> **AIM**
Copy out everything in the entries below word for word, from the line containing "Where can the pastel" down to the end of the entries.

══ INFORMATION SHOWN

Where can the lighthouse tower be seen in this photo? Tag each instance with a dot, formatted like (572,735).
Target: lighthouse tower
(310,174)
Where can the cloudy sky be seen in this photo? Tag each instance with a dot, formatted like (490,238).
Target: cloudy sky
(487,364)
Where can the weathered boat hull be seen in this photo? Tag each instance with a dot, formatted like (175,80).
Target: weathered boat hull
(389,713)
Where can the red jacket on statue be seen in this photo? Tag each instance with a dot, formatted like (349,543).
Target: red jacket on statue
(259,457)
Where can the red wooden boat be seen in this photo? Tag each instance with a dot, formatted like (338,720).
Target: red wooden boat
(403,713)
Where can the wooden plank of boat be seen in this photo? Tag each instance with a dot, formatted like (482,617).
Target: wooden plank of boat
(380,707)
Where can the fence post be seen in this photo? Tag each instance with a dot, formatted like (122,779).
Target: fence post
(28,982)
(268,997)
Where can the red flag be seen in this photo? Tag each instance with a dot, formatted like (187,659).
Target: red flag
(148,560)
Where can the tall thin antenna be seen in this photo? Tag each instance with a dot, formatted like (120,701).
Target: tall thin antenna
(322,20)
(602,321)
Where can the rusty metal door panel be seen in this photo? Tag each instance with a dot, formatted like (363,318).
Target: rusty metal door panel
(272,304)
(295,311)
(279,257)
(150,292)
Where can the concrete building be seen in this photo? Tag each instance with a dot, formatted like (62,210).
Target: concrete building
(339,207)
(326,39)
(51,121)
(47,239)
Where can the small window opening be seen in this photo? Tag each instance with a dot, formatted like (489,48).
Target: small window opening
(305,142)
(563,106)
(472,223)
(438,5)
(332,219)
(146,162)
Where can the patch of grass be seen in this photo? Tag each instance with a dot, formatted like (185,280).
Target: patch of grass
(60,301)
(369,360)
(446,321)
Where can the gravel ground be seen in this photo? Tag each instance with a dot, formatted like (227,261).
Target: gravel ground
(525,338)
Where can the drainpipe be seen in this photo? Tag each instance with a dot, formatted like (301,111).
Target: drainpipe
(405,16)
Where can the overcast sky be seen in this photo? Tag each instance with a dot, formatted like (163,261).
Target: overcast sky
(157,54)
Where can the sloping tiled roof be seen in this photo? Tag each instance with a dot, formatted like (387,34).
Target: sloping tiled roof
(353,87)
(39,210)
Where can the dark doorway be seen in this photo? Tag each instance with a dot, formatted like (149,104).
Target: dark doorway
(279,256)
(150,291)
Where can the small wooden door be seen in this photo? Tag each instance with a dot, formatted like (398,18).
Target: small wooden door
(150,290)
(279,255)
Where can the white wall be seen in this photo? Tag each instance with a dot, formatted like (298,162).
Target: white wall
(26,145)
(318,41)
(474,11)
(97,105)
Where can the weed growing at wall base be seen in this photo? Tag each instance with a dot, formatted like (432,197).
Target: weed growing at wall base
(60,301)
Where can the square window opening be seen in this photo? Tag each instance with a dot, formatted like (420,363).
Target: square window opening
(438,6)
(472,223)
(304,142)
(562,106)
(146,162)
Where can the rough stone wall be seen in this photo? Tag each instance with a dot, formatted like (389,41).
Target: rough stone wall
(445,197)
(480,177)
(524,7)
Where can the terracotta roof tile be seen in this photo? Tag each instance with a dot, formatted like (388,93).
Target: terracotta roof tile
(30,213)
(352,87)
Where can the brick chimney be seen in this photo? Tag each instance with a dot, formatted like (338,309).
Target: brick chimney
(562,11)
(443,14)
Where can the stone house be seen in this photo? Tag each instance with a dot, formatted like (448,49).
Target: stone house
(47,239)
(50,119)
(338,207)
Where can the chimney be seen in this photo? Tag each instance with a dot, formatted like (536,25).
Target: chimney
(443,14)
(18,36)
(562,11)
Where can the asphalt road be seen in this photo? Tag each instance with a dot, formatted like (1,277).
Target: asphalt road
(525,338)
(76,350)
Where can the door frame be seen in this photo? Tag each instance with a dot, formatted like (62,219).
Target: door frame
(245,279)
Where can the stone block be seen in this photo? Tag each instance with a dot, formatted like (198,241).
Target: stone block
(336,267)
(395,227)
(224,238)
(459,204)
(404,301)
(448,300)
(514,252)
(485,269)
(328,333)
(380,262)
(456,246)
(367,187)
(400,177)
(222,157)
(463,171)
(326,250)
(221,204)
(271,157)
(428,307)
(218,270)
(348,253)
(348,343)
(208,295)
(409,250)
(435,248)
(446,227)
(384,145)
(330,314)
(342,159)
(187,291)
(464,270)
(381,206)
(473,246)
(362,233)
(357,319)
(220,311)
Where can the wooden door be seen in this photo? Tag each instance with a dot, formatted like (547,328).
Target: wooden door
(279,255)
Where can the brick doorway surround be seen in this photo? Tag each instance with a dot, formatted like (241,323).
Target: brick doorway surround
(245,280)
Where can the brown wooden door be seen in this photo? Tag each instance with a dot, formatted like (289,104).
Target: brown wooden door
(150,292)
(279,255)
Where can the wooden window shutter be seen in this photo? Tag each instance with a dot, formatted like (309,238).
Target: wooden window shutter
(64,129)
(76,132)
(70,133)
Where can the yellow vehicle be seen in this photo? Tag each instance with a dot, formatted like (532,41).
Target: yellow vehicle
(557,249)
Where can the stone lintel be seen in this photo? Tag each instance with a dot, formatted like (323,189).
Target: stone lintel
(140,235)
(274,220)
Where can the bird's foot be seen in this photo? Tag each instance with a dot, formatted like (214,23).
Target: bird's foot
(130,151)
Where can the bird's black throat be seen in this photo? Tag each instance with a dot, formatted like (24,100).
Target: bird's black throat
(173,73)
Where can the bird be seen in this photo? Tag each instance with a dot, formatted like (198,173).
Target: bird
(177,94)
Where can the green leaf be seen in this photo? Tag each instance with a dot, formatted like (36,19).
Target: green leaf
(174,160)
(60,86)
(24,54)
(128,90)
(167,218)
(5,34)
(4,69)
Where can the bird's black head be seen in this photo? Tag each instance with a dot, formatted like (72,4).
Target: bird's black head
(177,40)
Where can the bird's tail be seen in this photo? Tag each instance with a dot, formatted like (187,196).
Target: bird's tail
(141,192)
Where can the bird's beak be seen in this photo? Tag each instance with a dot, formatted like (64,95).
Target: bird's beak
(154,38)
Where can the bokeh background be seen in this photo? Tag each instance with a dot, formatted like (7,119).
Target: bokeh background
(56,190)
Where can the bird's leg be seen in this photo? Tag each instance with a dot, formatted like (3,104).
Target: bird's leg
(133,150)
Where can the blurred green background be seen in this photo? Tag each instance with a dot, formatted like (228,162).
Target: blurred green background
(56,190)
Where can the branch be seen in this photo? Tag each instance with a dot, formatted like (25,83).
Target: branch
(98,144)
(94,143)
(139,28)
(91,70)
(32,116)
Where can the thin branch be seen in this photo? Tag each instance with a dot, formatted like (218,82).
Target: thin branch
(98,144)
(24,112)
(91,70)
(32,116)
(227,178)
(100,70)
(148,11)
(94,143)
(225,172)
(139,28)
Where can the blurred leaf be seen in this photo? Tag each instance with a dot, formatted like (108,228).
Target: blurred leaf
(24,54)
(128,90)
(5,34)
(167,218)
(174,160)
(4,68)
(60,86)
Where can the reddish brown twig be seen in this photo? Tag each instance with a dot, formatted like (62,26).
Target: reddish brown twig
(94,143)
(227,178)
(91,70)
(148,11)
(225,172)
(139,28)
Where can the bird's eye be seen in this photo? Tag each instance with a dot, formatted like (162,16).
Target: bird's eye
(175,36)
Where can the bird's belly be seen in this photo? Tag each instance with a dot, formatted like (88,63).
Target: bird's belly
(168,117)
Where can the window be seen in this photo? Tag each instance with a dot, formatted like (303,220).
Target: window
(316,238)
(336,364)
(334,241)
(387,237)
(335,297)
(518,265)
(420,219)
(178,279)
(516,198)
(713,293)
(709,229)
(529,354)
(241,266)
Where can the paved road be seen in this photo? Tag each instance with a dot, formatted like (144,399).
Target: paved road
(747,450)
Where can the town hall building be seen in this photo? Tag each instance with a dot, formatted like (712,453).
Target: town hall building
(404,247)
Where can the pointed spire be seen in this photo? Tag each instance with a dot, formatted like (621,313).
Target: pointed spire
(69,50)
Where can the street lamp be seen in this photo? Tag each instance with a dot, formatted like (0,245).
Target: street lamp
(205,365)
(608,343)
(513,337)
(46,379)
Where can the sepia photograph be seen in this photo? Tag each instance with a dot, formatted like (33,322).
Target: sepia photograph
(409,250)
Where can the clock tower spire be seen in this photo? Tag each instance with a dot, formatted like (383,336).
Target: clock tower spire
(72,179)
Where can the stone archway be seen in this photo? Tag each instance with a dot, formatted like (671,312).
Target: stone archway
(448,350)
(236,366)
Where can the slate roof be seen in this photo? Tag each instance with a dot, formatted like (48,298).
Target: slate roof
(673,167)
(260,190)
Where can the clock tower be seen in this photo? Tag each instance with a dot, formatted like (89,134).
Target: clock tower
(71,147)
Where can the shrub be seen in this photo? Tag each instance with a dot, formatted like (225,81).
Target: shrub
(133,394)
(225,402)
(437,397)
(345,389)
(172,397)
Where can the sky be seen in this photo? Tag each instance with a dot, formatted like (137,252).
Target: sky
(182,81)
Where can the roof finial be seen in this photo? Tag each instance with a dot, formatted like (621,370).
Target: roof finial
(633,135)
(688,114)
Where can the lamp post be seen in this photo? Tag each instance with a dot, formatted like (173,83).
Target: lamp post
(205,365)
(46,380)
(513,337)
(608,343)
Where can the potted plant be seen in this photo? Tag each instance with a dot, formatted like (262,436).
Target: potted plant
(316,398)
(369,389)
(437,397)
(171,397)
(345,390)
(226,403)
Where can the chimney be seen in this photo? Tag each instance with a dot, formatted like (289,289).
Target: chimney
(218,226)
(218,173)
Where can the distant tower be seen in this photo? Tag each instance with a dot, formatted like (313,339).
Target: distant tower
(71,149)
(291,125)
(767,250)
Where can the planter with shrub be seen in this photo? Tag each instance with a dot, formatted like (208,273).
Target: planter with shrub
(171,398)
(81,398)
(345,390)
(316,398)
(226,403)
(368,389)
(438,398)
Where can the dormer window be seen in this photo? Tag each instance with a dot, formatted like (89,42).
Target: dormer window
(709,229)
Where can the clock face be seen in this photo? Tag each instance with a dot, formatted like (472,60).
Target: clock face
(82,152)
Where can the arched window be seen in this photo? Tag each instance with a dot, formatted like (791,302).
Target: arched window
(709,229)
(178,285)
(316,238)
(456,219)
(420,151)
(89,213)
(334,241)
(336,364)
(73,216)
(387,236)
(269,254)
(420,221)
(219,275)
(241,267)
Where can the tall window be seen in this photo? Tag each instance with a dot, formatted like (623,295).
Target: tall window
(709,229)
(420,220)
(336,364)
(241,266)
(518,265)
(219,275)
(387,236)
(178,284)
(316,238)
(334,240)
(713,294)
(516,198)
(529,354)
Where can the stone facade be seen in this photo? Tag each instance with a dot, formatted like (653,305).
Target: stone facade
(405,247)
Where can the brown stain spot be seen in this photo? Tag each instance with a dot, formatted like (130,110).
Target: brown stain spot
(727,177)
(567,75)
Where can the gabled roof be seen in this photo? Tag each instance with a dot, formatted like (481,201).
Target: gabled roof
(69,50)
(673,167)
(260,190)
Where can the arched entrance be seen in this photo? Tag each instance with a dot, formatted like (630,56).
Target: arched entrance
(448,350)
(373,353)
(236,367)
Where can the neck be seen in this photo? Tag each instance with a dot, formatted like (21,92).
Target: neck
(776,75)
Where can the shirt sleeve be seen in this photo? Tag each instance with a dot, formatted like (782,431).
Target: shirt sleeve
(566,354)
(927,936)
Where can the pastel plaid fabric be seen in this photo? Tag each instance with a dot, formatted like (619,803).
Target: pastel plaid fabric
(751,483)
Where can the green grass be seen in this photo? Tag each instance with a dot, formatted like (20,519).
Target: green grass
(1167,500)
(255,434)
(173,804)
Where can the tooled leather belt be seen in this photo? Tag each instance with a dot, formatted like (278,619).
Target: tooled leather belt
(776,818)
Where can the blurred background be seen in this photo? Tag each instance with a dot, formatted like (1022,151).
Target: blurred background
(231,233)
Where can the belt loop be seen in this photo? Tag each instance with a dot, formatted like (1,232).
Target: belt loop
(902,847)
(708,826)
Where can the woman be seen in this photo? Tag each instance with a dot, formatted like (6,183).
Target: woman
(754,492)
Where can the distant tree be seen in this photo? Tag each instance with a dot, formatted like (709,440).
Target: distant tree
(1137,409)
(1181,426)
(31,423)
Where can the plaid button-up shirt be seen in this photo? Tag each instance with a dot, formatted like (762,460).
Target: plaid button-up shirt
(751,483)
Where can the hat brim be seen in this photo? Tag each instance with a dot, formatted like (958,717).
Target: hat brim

════

> **FINISHED ANSWER**
Where can the pastel plaid fabric be seen in this photo? Tag each instance with a dot, formatted like (619,803).
Target: pastel plaid fabric
(751,483)
Where can the green grass be seen in this photo? Tag each instance with a dot, formatted like (20,519).
Target: green grass
(1167,500)
(255,434)
(173,804)
Where can the tooled leather belt be seen in this photo? Tag each instance with a dot, formatted like (278,619).
Target: tooled leather belt
(776,818)
Where can the blurred background be seen in this photo? Tag each instance with a dot, formatted like (1022,151).
Target: blurred background
(231,233)
Where can the belt loop be seen in this photo? Tag each instance with a dot, formatted like (1,232).
Target: belt loop
(902,847)
(708,826)
Where can the woman be seen in this photo? Tag each instance with a dot, formatted like (6,183).
Target: woman
(754,492)
Where can the distant tree be seen in this photo? Tag each instance with a dot, formatted like (709,440).
Target: distant tree
(1137,409)
(1181,426)
(31,423)
Where can the plaid button-up shirt be seen in this photo? Tag each instance with a dot, formatted like (762,460).
Target: plaid button-up shirt
(751,483)
Where can the hat brim be seen in this photo? Tag each instance with a dot, formatted like (958,717).
Target: hat brim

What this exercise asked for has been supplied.